#### Text passage
I'm writing this out loud. I generally write my "I try" column on my way to work, hands-free in the car. I speak clearly into the voice-recording function of Gmail, saying the words "comma" and "period" out loud, which works beautifully until you need the word "comma" or "period," which you typically have to correct at your desktop.

It's a system that takes some getting used to, but I've been doing it since the start of the year, when I began my "I try" project, and I’m getting pretty good.

This morning I pulled out of my driveway while waving goodbye to my son, who is six, and who loves me as perfectly and completely as one person can love another. When he is up in the morning as I head out for the day, he "hugs me to the door," gripping my legs hard as I stutter-step the two of us out of each other’s lives for the day.

Today is his last day of kindergarten, and when I kissed him, I realized I would not come home to the same person. When I see him again, he will be in first grade.

#### Work order A
Sum up the passage about dictating a column on the drive to work in two sentences.
#### Work order B
Carry the passage about dictating a column on the drive to work further, starting after its last sentence.
The entries are separate material with no tie to the passage about dictating a column on the drive to work.

Natural-language object grounding data:
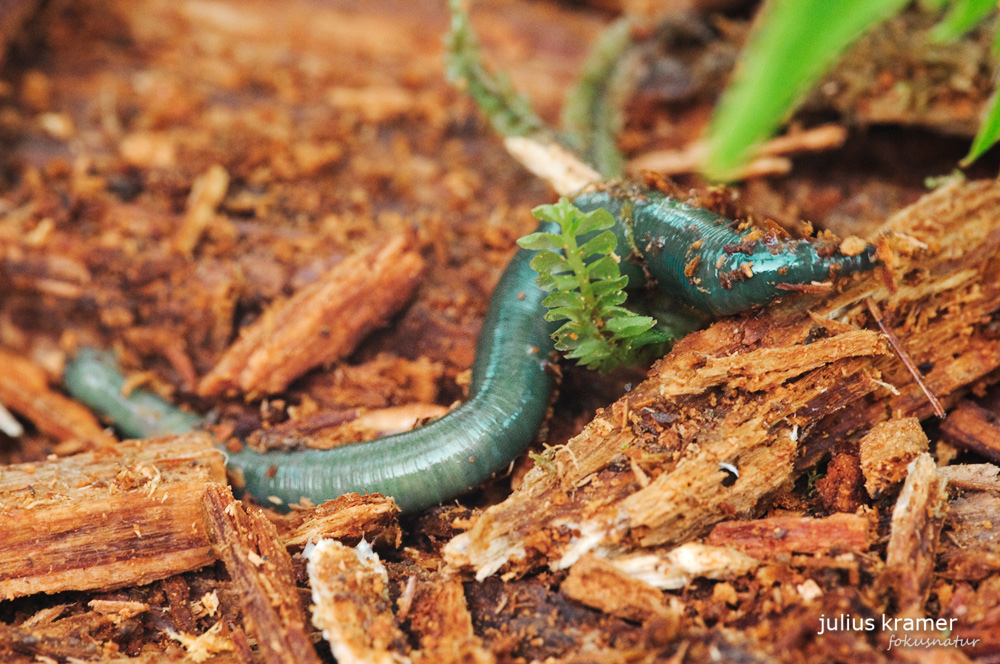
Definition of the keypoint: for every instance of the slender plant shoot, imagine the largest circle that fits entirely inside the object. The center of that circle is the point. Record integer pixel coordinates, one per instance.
(579, 268)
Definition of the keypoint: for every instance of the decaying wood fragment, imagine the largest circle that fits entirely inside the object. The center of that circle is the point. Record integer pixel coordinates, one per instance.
(672, 569)
(351, 604)
(108, 519)
(333, 428)
(13, 15)
(764, 538)
(917, 519)
(206, 194)
(770, 392)
(971, 545)
(25, 390)
(439, 617)
(320, 323)
(601, 585)
(261, 570)
(887, 450)
(347, 519)
(976, 476)
(974, 428)
(841, 489)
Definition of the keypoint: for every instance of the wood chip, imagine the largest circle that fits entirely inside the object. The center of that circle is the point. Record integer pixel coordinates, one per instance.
(24, 389)
(351, 604)
(976, 476)
(348, 519)
(917, 519)
(206, 195)
(600, 585)
(440, 618)
(261, 571)
(101, 520)
(974, 428)
(321, 323)
(764, 538)
(760, 392)
(887, 450)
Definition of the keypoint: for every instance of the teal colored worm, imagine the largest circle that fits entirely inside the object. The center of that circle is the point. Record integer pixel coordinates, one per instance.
(691, 254)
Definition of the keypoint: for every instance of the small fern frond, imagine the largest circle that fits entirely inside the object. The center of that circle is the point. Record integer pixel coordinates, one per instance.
(579, 267)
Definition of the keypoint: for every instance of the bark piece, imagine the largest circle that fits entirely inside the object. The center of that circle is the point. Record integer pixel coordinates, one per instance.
(329, 429)
(976, 476)
(261, 570)
(770, 392)
(974, 428)
(887, 450)
(599, 584)
(764, 538)
(321, 323)
(348, 519)
(675, 568)
(25, 390)
(206, 194)
(440, 617)
(13, 15)
(351, 604)
(118, 517)
(971, 548)
(917, 519)
(842, 488)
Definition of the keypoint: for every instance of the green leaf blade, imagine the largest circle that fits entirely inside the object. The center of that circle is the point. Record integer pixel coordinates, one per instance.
(792, 45)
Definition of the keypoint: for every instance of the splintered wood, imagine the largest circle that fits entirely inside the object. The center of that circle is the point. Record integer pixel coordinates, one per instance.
(348, 519)
(762, 538)
(108, 519)
(770, 392)
(351, 605)
(916, 523)
(350, 589)
(599, 584)
(887, 450)
(321, 323)
(974, 428)
(261, 570)
(25, 390)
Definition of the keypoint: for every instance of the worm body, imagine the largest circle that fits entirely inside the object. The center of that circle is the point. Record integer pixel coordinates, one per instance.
(703, 259)
(509, 395)
(692, 254)
(93, 378)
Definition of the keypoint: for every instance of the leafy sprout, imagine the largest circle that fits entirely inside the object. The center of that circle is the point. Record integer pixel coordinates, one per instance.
(792, 45)
(580, 269)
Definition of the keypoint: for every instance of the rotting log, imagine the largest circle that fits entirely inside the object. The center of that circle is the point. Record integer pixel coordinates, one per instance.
(118, 517)
(770, 392)
(24, 389)
(917, 519)
(261, 571)
(321, 323)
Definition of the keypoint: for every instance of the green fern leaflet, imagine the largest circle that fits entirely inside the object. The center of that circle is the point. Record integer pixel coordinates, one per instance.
(586, 289)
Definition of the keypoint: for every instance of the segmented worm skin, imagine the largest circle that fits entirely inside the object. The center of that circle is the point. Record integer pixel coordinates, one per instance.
(511, 384)
(703, 259)
(509, 395)
(93, 377)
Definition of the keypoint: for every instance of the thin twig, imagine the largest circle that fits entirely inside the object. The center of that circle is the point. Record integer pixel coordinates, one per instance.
(904, 356)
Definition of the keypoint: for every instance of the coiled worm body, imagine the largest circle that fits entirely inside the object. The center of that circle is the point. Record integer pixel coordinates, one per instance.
(693, 255)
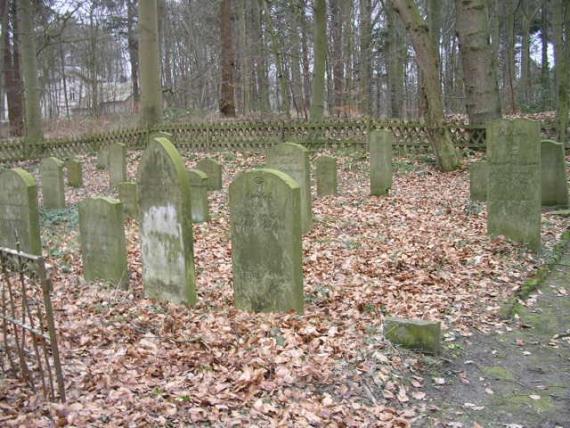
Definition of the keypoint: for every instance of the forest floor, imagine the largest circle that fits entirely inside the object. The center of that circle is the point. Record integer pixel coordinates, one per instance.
(421, 252)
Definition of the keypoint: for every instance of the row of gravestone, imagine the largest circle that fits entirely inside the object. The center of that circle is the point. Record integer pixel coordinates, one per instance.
(521, 174)
(269, 209)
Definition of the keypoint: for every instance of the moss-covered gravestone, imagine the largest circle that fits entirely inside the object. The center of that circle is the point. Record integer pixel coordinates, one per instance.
(166, 224)
(199, 195)
(326, 176)
(553, 171)
(293, 160)
(267, 252)
(19, 215)
(418, 335)
(514, 196)
(129, 196)
(117, 164)
(53, 187)
(74, 173)
(102, 158)
(213, 170)
(103, 244)
(478, 179)
(380, 146)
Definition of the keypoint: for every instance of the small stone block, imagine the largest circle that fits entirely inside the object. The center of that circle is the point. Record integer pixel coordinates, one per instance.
(418, 335)
(213, 170)
(128, 194)
(74, 173)
(478, 181)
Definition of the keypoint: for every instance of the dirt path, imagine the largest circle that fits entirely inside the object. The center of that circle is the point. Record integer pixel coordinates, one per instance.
(517, 379)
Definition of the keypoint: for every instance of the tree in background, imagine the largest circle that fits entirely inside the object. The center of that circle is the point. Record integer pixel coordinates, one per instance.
(320, 53)
(149, 62)
(479, 68)
(33, 114)
(227, 94)
(427, 59)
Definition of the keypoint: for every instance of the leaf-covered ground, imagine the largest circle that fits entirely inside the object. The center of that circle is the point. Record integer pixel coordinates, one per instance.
(421, 252)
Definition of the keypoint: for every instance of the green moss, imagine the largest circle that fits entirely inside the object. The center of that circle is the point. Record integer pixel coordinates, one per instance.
(498, 373)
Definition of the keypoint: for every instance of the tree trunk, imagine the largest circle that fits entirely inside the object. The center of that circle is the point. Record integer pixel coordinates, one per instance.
(32, 90)
(149, 62)
(428, 63)
(227, 97)
(365, 55)
(337, 57)
(564, 74)
(318, 86)
(133, 49)
(12, 79)
(479, 68)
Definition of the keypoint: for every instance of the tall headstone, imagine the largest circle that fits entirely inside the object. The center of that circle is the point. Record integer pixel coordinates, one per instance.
(19, 214)
(214, 172)
(103, 243)
(199, 195)
(514, 196)
(166, 224)
(553, 171)
(117, 163)
(267, 251)
(53, 188)
(478, 181)
(74, 173)
(103, 158)
(129, 196)
(293, 160)
(326, 176)
(380, 145)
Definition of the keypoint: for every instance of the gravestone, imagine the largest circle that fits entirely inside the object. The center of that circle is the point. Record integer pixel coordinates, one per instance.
(128, 194)
(53, 188)
(19, 214)
(199, 195)
(74, 173)
(553, 171)
(103, 243)
(326, 176)
(103, 158)
(265, 213)
(478, 179)
(117, 164)
(293, 160)
(214, 172)
(514, 196)
(166, 224)
(380, 145)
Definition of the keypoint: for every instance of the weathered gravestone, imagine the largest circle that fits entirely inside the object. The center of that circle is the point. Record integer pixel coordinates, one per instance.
(129, 196)
(553, 171)
(103, 158)
(53, 188)
(326, 176)
(117, 164)
(214, 172)
(199, 195)
(514, 199)
(293, 160)
(166, 224)
(380, 146)
(19, 214)
(103, 243)
(74, 173)
(266, 241)
(478, 181)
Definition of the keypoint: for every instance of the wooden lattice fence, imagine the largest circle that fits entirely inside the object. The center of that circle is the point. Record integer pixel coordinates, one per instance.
(250, 135)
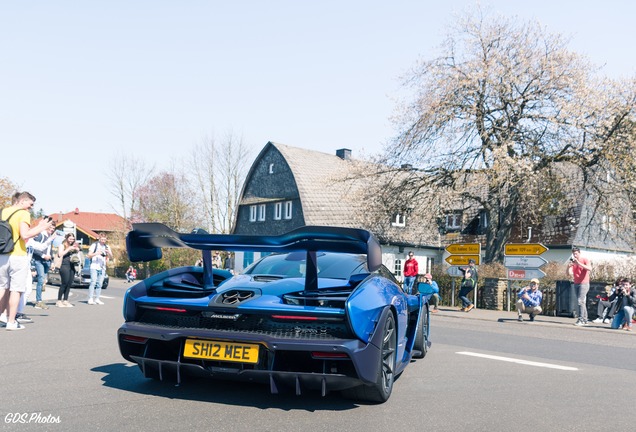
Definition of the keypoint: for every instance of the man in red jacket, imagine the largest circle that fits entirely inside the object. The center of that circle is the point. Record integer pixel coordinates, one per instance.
(410, 273)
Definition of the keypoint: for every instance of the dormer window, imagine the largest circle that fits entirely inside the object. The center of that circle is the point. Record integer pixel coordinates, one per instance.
(454, 220)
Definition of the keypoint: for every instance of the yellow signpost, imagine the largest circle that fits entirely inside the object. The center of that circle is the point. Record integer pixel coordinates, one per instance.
(461, 259)
(524, 249)
(464, 249)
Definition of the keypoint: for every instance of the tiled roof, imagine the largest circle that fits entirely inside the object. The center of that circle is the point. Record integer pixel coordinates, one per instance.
(93, 222)
(324, 194)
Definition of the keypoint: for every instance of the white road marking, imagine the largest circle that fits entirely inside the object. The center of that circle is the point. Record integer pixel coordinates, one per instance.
(519, 361)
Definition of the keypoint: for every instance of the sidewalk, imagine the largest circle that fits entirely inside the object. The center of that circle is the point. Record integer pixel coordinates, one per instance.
(511, 317)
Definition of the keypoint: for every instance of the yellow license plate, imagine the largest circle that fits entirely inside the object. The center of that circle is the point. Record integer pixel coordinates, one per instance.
(222, 351)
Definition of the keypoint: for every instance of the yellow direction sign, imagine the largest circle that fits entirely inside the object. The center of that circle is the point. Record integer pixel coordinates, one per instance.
(461, 259)
(464, 248)
(524, 249)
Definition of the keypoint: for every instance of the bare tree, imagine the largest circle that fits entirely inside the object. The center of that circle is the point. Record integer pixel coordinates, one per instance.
(168, 198)
(127, 175)
(218, 171)
(504, 112)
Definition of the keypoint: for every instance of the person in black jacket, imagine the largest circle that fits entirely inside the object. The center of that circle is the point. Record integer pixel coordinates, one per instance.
(625, 296)
(468, 284)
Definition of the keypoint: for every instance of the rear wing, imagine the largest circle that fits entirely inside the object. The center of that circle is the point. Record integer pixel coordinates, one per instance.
(145, 241)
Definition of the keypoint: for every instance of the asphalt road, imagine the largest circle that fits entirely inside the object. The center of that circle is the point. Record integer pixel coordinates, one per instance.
(485, 371)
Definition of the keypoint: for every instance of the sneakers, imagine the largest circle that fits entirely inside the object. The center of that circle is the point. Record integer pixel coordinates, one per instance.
(41, 305)
(22, 318)
(15, 326)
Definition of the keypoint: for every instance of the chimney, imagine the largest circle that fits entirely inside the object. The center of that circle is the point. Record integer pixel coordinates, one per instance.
(344, 154)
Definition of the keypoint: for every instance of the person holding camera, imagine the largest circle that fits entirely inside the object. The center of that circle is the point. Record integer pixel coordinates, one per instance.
(529, 300)
(625, 296)
(605, 307)
(579, 269)
(99, 253)
(468, 284)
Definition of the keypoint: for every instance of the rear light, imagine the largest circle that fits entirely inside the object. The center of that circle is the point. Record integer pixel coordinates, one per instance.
(295, 317)
(165, 309)
(321, 355)
(136, 339)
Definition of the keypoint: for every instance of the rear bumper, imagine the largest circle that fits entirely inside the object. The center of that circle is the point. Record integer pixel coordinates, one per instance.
(283, 362)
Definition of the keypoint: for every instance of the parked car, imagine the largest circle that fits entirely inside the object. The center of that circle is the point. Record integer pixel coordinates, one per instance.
(81, 280)
(320, 313)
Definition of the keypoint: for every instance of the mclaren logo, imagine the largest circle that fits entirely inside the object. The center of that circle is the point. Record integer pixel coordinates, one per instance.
(300, 330)
(213, 315)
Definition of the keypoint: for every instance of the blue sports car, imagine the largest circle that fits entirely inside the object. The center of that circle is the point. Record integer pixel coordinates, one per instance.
(319, 313)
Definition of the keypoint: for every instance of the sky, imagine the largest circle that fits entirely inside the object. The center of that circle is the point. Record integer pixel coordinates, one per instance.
(82, 82)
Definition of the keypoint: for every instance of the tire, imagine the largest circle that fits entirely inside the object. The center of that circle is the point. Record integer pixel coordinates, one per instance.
(422, 334)
(381, 390)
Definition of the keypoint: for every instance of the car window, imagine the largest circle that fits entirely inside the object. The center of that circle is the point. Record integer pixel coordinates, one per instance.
(330, 265)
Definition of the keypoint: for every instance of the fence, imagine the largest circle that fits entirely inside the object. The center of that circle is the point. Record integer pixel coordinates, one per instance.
(493, 294)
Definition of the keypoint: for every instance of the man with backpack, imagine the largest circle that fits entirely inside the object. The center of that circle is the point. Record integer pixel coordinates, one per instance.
(14, 261)
(99, 253)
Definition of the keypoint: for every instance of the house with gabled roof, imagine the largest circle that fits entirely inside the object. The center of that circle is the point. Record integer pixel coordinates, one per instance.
(289, 187)
(87, 226)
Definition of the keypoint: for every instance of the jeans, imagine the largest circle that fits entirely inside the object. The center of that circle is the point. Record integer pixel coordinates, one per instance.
(42, 269)
(67, 273)
(408, 284)
(463, 296)
(581, 292)
(95, 287)
(605, 308)
(623, 314)
(522, 308)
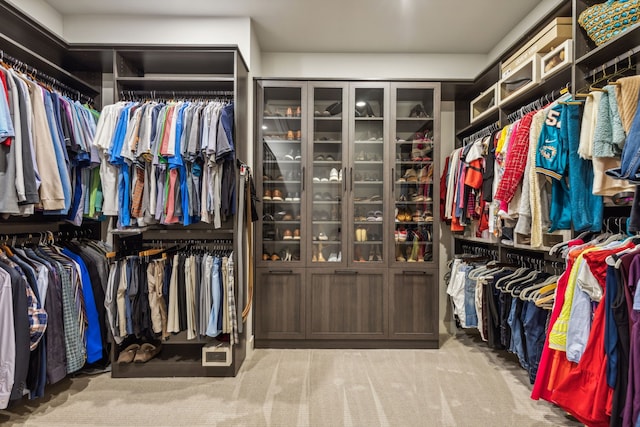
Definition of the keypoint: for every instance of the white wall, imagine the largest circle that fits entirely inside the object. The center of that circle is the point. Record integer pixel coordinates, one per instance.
(190, 30)
(374, 66)
(40, 11)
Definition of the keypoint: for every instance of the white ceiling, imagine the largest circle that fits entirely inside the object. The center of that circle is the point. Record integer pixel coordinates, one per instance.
(364, 26)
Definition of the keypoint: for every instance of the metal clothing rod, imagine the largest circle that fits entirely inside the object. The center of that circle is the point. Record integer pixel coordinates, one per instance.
(199, 241)
(486, 131)
(155, 94)
(537, 104)
(21, 66)
(4, 237)
(614, 61)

#### Written reply A
The writer dictates an "I try" column into Gmail's voice-recording function while driving to work, a system begun at the start of the year that takes some getting used to. This morning, leaving a six-year-old son on his last day of kindergarten, the writer realized that by their next meeting the boy would be in first grade.

#### Written reply B
I'm 50, and I had him when I was 44. My hospital chart referred to this as "advanced maternal age," but I have to say, I felt young, and I was very healthy. I had the meanest fetal medicine specialist in the world at the time, and she tortured me with worries about all the things that could go wrong, roughly advising me never to do this again. Meanwhile my regular obstetrician remain cheerful and positive. She said I should ignore the specialist and that I was doing fine. The results bore that out. Even so, I stopped with this child. My family was just the right size.

But now look at me. My eyes are all watery as I drive down the road, and I realize my son is not the only one who’s growing up today. I am no longer the mother of littles. I have a grade-school kid where the kindergartner used to be.

This means I have to give up a certain idea of myself. No one needs my help getting dressed. No one needs my help being fed. Everyone takes care of his own butt — and that’s one improvement, at least.

I can still get as many snuggles as I want. My boys give me an unending supply of hugs and kisses, and that’s generous, especially coming from the middle schooler, who is as big-hearted as they come.

Reading remains a treat for me and my younger child, though I’m sad to see his interest in Dr. Seuss waning. I could contemplate Sam and his weird eggs every night, really, as well as the enduring question: Is the ham green, too, or just the eggs? Should I trust the illustrations on this point?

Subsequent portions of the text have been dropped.